EXERCISE PROMPT
Reproduce each of the following entries verbatim, without altering any character.

:: GIVEN DATA ::

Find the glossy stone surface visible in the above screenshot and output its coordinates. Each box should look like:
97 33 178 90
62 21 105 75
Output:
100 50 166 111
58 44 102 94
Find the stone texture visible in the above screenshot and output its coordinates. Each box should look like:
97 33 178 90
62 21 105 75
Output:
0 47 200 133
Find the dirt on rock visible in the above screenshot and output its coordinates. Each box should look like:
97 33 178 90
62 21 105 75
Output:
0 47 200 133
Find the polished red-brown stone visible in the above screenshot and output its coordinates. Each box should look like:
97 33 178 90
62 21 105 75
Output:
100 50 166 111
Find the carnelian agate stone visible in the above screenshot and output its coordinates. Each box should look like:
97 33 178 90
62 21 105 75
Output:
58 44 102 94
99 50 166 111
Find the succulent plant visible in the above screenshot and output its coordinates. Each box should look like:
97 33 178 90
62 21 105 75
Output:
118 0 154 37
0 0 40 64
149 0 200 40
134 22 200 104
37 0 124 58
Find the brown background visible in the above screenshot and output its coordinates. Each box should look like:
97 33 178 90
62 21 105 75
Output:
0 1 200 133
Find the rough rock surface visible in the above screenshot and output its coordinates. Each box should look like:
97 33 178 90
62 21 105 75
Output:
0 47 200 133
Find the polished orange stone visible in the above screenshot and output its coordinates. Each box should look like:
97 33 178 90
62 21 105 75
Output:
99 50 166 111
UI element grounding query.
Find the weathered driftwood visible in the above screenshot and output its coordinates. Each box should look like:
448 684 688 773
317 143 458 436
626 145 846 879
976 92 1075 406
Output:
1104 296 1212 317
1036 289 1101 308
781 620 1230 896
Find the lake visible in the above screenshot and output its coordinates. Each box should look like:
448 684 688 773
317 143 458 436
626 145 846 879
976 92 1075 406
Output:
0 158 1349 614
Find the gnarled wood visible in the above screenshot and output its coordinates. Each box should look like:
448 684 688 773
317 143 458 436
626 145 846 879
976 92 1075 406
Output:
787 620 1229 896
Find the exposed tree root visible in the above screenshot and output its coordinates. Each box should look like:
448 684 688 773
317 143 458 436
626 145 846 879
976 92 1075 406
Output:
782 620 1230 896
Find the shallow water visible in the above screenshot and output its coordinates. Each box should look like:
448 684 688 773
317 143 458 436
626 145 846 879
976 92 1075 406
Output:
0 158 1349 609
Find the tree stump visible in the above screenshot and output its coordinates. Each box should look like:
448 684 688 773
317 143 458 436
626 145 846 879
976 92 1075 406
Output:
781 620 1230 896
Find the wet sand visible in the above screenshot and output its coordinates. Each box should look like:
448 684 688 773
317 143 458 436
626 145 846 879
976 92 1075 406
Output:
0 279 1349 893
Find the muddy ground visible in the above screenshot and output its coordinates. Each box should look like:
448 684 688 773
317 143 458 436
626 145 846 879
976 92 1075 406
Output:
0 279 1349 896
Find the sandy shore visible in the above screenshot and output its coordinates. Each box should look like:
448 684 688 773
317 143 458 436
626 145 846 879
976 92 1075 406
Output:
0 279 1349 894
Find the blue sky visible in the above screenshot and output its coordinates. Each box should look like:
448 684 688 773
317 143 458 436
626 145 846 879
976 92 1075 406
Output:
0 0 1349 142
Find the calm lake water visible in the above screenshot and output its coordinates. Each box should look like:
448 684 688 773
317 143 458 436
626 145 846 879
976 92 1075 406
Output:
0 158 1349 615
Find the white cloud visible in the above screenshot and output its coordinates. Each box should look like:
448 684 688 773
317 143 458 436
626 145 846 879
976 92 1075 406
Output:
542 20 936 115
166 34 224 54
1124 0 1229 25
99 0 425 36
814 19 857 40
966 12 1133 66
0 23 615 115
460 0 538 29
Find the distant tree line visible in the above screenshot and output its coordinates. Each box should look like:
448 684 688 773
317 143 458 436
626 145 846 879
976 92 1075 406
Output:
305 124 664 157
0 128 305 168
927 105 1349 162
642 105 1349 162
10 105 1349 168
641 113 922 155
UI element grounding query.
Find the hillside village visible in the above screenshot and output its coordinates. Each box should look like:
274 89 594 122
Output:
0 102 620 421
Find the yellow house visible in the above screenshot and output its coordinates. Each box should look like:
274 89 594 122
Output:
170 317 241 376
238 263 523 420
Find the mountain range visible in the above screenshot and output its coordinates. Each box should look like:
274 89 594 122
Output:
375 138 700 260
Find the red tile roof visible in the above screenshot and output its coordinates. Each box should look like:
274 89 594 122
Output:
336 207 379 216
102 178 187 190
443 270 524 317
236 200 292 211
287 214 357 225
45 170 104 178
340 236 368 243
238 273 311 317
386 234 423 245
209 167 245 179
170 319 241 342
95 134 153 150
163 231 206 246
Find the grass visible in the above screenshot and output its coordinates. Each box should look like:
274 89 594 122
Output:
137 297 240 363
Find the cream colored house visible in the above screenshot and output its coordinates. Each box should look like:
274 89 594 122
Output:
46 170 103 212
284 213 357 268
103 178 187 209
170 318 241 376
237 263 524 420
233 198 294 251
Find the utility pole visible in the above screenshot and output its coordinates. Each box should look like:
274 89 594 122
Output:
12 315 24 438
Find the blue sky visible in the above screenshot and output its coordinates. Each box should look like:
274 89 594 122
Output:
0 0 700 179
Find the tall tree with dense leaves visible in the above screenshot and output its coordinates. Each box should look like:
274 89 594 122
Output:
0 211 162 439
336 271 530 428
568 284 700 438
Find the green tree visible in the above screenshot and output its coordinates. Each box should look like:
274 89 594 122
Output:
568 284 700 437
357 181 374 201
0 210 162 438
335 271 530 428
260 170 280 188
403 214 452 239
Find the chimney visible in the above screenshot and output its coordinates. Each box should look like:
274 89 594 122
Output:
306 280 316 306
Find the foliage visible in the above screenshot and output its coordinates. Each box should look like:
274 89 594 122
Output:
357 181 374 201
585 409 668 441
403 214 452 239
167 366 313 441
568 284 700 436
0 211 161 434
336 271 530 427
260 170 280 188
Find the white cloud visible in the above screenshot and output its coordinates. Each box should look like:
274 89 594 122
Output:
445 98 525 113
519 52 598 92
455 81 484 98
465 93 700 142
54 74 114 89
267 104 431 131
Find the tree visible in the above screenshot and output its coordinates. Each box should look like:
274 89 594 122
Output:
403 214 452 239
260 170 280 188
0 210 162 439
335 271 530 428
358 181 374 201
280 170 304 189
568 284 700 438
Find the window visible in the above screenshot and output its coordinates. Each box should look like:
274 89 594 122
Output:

:::

RESULT OF THIS EXERCISE
Find the glossy stone surface visible in the above screenshot and output its coordinates. Each box should look like:
97 33 178 90
62 21 105 75
Output:
100 50 166 111
58 44 102 94
Find the stone texture visible in the above screenshot and output its coordinates. Each box should look like:
97 33 178 90
62 21 105 75
Output:
0 47 200 133
Find the dirt on rock visible in the above screenshot and output its coordinates. Each box should look like:
97 33 178 90
62 21 105 75
Output:
0 47 200 133
Find the polished red-brown stone visible in the above screenshot and output its coordinates. Each box should look like:
97 33 178 90
62 21 105 75
Output:
100 50 166 111
Find the carnelian agate stone visible in the above screenshot and output its coordinates. Each box should look like:
97 33 178 90
62 21 105 75
Output:
58 44 102 94
99 50 166 111
Find the succulent plant visible in the above screenshot and output its coordinates. Each box should look like:
97 33 178 90
62 21 105 75
Output:
118 0 154 37
0 0 40 64
149 0 200 40
134 22 200 104
37 0 124 58
Find the brown background visible in the above screenshot and output its coordinates. Each box should look like:
97 33 178 90
62 21 105 75
Output:
0 1 200 133
Find the rough rock surface visible in the above screenshot and output its coordinates. Each box should look like:
97 33 178 90
62 21 105 75
Output:
0 47 200 133
Find the polished orange stone visible in the above screenshot and output its coordinates. Each box should look like:
97 33 178 90
62 21 105 75
Output:
99 50 166 111
UI element grounding query.
Find the weathered driftwood visible in the above screenshot and output its coordinates. Each box should look like:
448 684 688 773
317 143 458 436
626 145 846 879
976 92 1075 406
Output:
1104 296 1212 317
1036 289 1101 308
781 620 1230 896
Find the lake visible in the above screenshot and output its coordinates. Each box should look like:
448 684 688 773
317 143 458 436
626 145 846 879
976 92 1075 406
Output:
0 158 1349 614
Find the gnarled wood visible in the above screenshot and output its coordinates. Each box should look like:
448 684 688 773
317 143 458 436
626 145 846 879
976 92 1075 406
Output:
787 620 1229 896
Find the exposed tree root visible in the above screenshot and output its coordinates. Each box should look like:
448 684 688 773
317 143 458 436
626 145 846 879
976 92 1075 406
Output:
782 620 1230 896
Find the shallow water visible in the above screenshot and output its coordinates. Each box should look like:
448 684 688 773
317 143 458 436
626 145 846 879
976 92 1075 406
Output:
0 158 1349 609
Find the tree stump visible in the above screenshot and output its coordinates. Each box should look like:
448 684 688 773
317 143 458 436
626 145 846 879
976 92 1075 406
Output:
781 620 1230 896
Find the wet sand visible in the above screenshot and output its coordinates. Each box should look like:
448 684 688 773
317 143 458 436
626 145 846 879
976 92 1075 406
Output:
0 279 1349 893
Find the muddy ground visible in the above screenshot and output its coordinates. Each box should look like:
448 684 688 773
317 143 458 436
626 145 846 879
976 92 1075 406
Output:
0 279 1349 896
Find the sandy shore visible in the above screenshot and output its coordinates. Each box should look like:
448 684 688 773
317 143 458 436
626 145 846 879
976 92 1075 406
Output:
0 279 1349 894
Find the blue sky visible in the above screenshot and output its coordinates. Each box should look like:
448 684 688 773
317 143 458 436
626 145 846 879
976 92 1075 406
Output:
0 0 1349 142
Find the calm lake water visible in the above screenshot and output its coordinates. Each box should look like:
448 684 688 773
317 143 458 436
626 145 846 879
976 92 1075 406
Output:
0 158 1349 615
Find the white cloud visible in the above screenshot and output its coordinates. Each box should look like:
448 684 688 773
317 143 458 436
626 145 846 879
976 92 1075 406
Output:
542 20 936 115
166 34 224 54
1124 0 1229 25
99 0 425 36
814 19 857 40
966 12 1133 66
0 23 615 115
460 0 538 29
Find the distant tree line visible in the above screenshot and output its coordinates. Each box should look like:
448 684 688 773
317 143 458 436
626 145 846 879
976 92 1075 406
Output:
305 124 664 157
0 128 305 168
927 105 1349 162
642 105 1349 162
10 105 1349 168
641 113 922 155
UI element grounding query.
Find the hillside village visible in the above screenshot and output its coordinates. Each box should look like:
274 89 594 122
Output:
0 102 620 421
Find the yellow house visible in the above screenshot and output its coordinates. Each box should look like:
274 89 594 122
Output:
170 317 241 376
238 263 523 420
Find the mountain range visible in the above screenshot and output its coordinates. Each box should look like:
274 89 594 122
Output:
375 138 700 260
Find the red tile roof visible in the above screenshot and output its coordinates. Each box should look like:
274 89 594 122
Output:
336 207 379 216
102 178 187 190
443 270 524 317
236 200 292 211
287 214 357 225
45 170 104 178
340 236 368 243
238 273 311 317
386 234 423 245
209 167 245 179
170 319 241 342
95 134 153 150
163 231 206 246
Find the grass visible in the above screenshot and output its coordinates. Each box should look like:
274 89 594 122
Output:
137 297 240 363
Find the cream colored house visible in the above screenshot and output its coordinates. Each box should look like:
274 89 594 122
Output:
46 170 103 212
284 213 357 268
103 178 187 209
170 318 241 376
237 263 524 420
233 198 294 251
Find the utility pole visible in the above screenshot and output its coordinates. Each box should look like:
274 89 594 122
Output:
12 315 24 438
Find the blue sky visible in the above screenshot and output its coordinates. Each box should look like:
274 89 594 122
Output:
0 0 700 179
Find the tall tree with dense leaves visible in the above screenshot and output its coordinates. Each box should look like:
274 89 594 122
Output:
0 211 162 439
336 271 530 428
568 284 700 438
Find the green tree visible in the above screenshot and output its coordinates. Each box should look like:
274 89 594 122
Output:
568 284 700 437
357 181 374 201
0 210 162 438
335 271 530 428
260 170 280 188
403 214 452 239
Find the chimney visible in the above screenshot and output its coordinates. Each box should look like:
274 89 594 122
Output:
306 280 316 306
Find the foliage visible in the above screenshot and output its coordinates. Each box should look like:
274 89 594 122
Output:
357 181 374 201
585 409 668 441
403 214 452 239
167 366 313 441
568 284 700 436
0 211 161 434
336 271 530 427
260 170 280 188
Find the white cloud visible in the above screenshot and output its coordinates. Each box should look like:
274 89 594 122
Output:
445 98 525 113
519 52 598 92
455 81 484 98
465 93 700 142
54 74 114 89
267 104 431 131
Find the tree visible in the above screenshot and output its coordinates. Each box should look like:
274 89 594 122
Output:
403 214 452 239
260 170 280 188
0 210 162 439
335 271 530 428
358 181 374 201
280 170 304 189
568 284 700 438
Find the window visible in the above screenshot and output its coordinates. Each box should look like:
274 89 594 122
Output:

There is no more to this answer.